Items from a dataset
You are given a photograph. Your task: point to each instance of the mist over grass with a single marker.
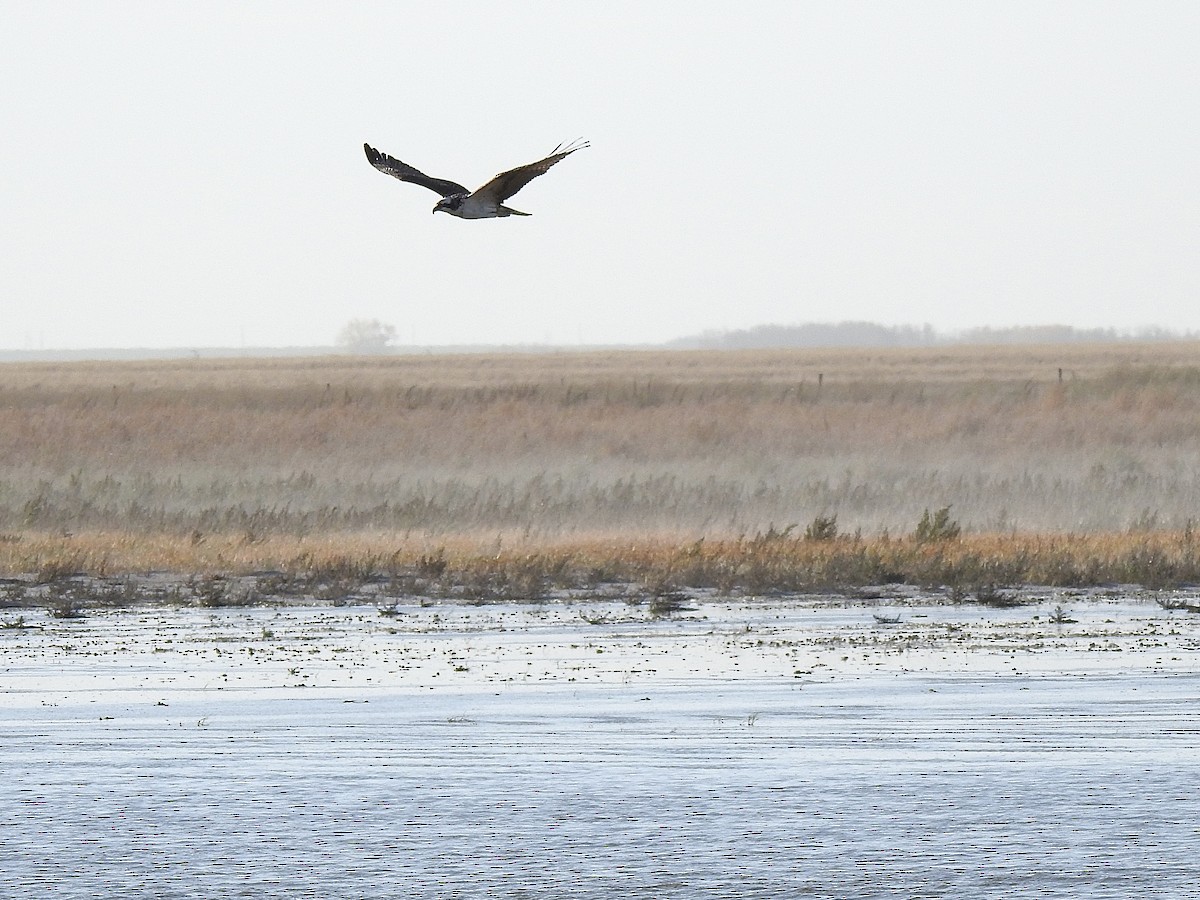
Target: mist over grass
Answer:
(1053, 439)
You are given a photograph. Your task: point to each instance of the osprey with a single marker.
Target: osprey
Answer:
(487, 202)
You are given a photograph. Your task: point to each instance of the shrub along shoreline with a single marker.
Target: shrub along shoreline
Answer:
(123, 569)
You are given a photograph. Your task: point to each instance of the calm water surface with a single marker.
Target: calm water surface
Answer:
(871, 787)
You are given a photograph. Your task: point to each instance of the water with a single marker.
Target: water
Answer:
(892, 784)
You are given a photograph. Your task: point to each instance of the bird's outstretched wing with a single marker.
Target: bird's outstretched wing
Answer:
(394, 167)
(507, 184)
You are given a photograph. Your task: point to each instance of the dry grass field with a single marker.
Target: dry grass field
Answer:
(1078, 456)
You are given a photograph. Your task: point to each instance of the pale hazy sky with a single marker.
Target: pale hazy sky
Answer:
(192, 174)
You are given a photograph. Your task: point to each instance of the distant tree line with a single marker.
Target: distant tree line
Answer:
(870, 334)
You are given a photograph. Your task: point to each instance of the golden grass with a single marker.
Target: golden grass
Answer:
(762, 563)
(239, 465)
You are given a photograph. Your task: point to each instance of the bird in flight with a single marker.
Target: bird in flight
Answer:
(486, 202)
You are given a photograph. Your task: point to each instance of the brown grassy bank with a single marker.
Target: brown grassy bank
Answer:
(545, 450)
(771, 562)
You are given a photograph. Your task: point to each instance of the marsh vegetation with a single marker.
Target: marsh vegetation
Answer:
(511, 475)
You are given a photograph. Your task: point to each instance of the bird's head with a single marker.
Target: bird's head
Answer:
(449, 204)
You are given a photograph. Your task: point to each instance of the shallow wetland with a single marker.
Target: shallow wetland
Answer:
(792, 745)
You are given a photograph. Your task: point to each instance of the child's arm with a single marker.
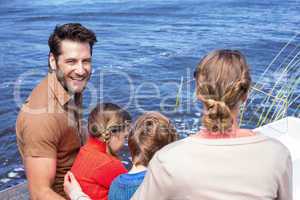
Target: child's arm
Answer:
(73, 189)
(157, 183)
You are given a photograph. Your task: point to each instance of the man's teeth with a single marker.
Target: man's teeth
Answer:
(78, 79)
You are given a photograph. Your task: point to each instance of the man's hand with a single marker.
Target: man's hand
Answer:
(40, 174)
(72, 188)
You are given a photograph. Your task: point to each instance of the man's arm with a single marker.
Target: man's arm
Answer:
(40, 174)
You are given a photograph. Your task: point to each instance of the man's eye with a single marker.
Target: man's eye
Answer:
(87, 62)
(70, 61)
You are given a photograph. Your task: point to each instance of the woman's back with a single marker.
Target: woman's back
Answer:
(255, 167)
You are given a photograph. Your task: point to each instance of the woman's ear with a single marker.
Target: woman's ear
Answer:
(52, 62)
(244, 98)
(200, 97)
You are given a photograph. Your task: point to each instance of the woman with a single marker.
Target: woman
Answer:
(221, 161)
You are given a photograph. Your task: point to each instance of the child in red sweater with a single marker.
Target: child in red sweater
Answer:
(97, 163)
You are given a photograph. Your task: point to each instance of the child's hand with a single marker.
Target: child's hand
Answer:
(71, 185)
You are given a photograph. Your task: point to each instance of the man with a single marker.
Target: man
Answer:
(48, 126)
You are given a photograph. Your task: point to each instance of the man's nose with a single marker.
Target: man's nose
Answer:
(80, 69)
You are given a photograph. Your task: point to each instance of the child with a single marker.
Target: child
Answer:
(97, 163)
(151, 132)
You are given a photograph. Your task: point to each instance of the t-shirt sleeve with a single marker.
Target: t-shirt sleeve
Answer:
(285, 191)
(157, 182)
(40, 136)
(109, 172)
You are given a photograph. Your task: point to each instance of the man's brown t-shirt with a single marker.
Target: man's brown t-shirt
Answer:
(48, 125)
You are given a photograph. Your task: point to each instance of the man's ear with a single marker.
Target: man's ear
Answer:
(244, 98)
(52, 62)
(200, 97)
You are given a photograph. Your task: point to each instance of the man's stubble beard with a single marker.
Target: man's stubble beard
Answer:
(61, 78)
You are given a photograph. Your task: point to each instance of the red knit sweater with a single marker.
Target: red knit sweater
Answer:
(95, 169)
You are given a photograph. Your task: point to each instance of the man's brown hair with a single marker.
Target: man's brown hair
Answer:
(222, 79)
(150, 132)
(71, 31)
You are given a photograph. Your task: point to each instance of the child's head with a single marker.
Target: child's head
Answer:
(108, 122)
(222, 82)
(150, 132)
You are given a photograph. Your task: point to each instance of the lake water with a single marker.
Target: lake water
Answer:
(144, 49)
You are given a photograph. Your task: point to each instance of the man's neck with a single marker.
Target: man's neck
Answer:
(137, 168)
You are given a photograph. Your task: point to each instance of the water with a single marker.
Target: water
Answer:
(144, 48)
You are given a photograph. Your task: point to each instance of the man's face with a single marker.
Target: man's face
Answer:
(73, 65)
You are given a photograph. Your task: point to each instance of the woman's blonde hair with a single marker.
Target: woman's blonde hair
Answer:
(222, 80)
(150, 132)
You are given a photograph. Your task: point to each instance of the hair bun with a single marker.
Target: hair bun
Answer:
(217, 117)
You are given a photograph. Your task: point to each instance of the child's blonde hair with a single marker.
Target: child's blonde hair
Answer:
(106, 119)
(150, 132)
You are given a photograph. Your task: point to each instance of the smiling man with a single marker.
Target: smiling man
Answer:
(48, 126)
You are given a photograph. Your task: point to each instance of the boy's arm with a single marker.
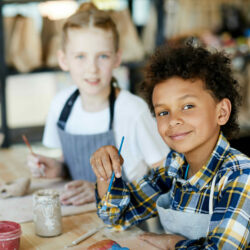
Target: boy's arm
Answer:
(229, 226)
(131, 203)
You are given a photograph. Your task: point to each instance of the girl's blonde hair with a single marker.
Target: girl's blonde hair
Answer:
(87, 16)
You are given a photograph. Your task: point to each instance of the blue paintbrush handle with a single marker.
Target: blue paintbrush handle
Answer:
(113, 174)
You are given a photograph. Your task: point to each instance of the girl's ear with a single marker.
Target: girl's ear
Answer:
(224, 111)
(62, 60)
(118, 59)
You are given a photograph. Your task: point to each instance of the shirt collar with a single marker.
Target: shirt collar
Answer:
(177, 164)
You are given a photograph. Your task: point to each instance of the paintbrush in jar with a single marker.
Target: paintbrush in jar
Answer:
(25, 139)
(104, 208)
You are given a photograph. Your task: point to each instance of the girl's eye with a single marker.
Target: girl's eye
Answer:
(189, 106)
(80, 57)
(163, 113)
(104, 56)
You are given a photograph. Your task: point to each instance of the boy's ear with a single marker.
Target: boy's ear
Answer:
(224, 111)
(62, 60)
(118, 58)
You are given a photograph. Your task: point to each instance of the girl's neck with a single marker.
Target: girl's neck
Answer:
(95, 103)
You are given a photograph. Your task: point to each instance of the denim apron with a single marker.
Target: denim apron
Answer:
(189, 225)
(77, 148)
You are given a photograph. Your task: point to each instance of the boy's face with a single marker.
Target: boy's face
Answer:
(188, 117)
(90, 57)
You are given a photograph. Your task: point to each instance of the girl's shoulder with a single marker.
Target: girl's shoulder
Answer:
(62, 96)
(127, 100)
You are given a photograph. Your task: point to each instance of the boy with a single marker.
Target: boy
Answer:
(202, 192)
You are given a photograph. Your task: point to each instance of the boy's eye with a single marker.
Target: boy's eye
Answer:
(163, 113)
(188, 106)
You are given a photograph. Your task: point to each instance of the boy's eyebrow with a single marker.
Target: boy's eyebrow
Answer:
(180, 98)
(187, 96)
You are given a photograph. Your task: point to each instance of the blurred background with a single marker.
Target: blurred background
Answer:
(30, 37)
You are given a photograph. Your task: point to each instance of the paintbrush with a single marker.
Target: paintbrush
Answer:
(85, 236)
(25, 139)
(104, 208)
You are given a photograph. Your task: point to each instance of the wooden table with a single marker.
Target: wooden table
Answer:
(13, 165)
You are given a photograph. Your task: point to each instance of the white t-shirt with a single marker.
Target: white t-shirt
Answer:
(142, 146)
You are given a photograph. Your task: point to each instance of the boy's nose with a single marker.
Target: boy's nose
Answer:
(92, 66)
(174, 120)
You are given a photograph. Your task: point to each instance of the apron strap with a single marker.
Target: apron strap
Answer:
(112, 103)
(67, 109)
(71, 100)
(211, 196)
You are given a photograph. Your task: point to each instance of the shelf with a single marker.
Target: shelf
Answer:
(24, 1)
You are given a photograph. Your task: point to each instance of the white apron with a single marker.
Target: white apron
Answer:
(189, 225)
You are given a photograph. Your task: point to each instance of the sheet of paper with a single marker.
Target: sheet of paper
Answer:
(19, 209)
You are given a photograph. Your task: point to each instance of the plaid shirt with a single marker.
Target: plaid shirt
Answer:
(131, 203)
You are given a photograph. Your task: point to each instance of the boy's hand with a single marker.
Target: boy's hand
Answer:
(106, 160)
(162, 241)
(78, 193)
(41, 166)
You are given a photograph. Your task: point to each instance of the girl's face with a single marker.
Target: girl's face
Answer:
(90, 57)
(188, 117)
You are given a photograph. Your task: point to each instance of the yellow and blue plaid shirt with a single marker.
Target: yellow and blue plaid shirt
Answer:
(130, 203)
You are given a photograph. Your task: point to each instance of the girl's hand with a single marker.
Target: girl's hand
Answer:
(162, 241)
(41, 166)
(106, 160)
(78, 193)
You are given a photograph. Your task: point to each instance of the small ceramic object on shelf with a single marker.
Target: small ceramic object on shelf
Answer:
(47, 213)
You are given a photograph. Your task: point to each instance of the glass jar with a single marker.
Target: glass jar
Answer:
(47, 213)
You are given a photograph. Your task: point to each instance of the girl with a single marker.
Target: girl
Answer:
(95, 112)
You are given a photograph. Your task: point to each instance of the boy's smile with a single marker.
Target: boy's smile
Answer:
(187, 116)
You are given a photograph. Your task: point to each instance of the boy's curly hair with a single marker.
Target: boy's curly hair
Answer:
(189, 62)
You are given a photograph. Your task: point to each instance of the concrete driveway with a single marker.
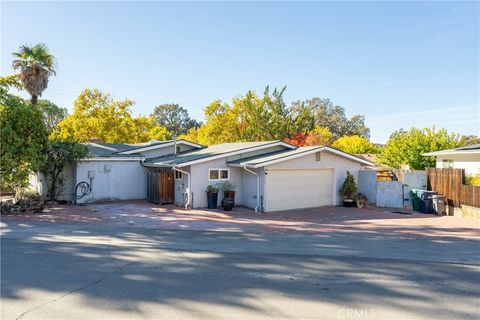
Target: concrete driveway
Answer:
(133, 260)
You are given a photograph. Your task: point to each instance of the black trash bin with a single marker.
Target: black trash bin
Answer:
(439, 205)
(426, 201)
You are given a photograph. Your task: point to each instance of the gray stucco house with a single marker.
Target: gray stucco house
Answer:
(269, 175)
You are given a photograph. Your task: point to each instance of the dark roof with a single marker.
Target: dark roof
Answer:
(219, 149)
(109, 149)
(271, 156)
(470, 147)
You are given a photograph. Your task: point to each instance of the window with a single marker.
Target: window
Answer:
(447, 163)
(178, 175)
(218, 174)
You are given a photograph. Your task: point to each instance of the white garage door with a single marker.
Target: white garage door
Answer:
(293, 189)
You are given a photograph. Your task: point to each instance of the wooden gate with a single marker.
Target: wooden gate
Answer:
(161, 187)
(450, 183)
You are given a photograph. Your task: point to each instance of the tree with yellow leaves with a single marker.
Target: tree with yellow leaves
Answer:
(97, 115)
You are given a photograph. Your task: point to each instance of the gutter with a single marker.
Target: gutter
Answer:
(189, 179)
(257, 208)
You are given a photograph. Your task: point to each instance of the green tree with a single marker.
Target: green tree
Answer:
(333, 117)
(318, 136)
(97, 115)
(468, 140)
(59, 154)
(355, 145)
(408, 147)
(52, 114)
(174, 118)
(36, 65)
(23, 138)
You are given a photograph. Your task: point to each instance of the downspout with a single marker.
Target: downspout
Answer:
(189, 179)
(257, 208)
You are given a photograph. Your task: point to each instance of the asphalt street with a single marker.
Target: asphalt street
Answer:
(99, 272)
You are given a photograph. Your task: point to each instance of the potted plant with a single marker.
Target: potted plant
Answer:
(348, 190)
(360, 200)
(228, 195)
(212, 197)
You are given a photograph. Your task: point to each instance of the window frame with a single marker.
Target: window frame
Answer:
(176, 175)
(219, 170)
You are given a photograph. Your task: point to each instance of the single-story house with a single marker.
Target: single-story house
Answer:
(467, 157)
(268, 175)
(114, 171)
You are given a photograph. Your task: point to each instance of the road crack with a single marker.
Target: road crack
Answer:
(90, 284)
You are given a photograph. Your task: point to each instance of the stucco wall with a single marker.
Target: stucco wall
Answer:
(200, 179)
(125, 180)
(249, 187)
(327, 160)
(389, 194)
(469, 162)
(39, 183)
(367, 184)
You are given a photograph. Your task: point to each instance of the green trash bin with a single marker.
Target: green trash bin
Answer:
(415, 199)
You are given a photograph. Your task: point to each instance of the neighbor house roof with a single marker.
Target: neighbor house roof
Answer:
(280, 156)
(473, 148)
(213, 152)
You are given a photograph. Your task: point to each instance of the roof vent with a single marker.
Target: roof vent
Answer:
(153, 141)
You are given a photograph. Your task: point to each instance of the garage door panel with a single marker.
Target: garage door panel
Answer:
(292, 189)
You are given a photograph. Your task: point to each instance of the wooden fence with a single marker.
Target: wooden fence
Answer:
(451, 183)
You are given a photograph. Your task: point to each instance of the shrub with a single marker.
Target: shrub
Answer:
(349, 187)
(212, 189)
(473, 181)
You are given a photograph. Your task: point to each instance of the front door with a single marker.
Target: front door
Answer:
(167, 187)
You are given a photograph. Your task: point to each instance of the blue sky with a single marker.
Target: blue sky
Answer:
(400, 64)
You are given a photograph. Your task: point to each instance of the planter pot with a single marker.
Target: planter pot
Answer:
(229, 195)
(228, 204)
(348, 202)
(212, 199)
(360, 203)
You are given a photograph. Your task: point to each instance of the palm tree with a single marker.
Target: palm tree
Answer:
(36, 65)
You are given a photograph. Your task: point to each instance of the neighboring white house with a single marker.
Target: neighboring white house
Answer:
(467, 157)
(269, 175)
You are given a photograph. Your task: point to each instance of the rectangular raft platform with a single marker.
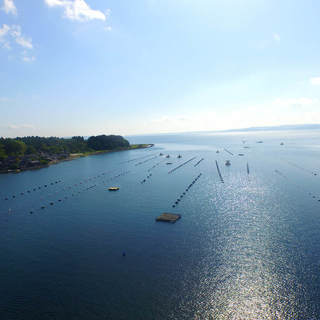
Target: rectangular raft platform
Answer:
(168, 217)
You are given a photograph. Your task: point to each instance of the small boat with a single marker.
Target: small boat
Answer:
(113, 188)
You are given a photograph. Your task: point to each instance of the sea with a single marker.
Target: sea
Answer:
(247, 245)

• Your instructions: For every line of the data above that contains "over", copy that line.

• Expected output:
You are given a photograph. Your task: point to each instance of the mist over grass with a single marker.
Target: mist over grass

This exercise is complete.